課題
7月10日にサヨナラ本塁打が飛び出した3つの球場を、プロ野球の記事から答えてください。

記事

劇的サヨナラ弾の鷹・柳田も「一生忘れることはない」 選手に無形の力を与えたファンの存在
通常の20分の1以下の観衆にも「少しでも歓声があるだけで全然違う」
■ソフトバンク 2-1 楽天(10日・PayPayドーム)
劇的なアーチが飛び交うこととなった7月10日の夜。日本の各地で行われたプロ野球6試合は、スタンドに戻ってきたファンを熱狂させるには十分な結末を用意していた。ナゴヤドーム、京セラドーム、そしてPayPayドーム。3つの球場でサヨナラ本塁打が飛び出す劇的な幕切れとなった。
1日で3本のサヨナラ本塁打が乱れ飛ぶのはプロ野球の歴史で3度目の出来事だった。2019年9月4日のDeNA・筒香(阪神戦)、ロッテ・田村(日本ハム戦)、ヤクルト・山田哲(広島戦)が放って以来、だ。ここまで無観客での試合を戦ってきた選手たちに、少ないながらも、ファンの声援が与えた力は大きかったと言えるだろう。

表示データ
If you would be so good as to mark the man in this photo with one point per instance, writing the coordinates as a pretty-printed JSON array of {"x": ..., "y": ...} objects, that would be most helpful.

解答例
ナゴヤドーム、京セラドーム、PayPayドームの3つです。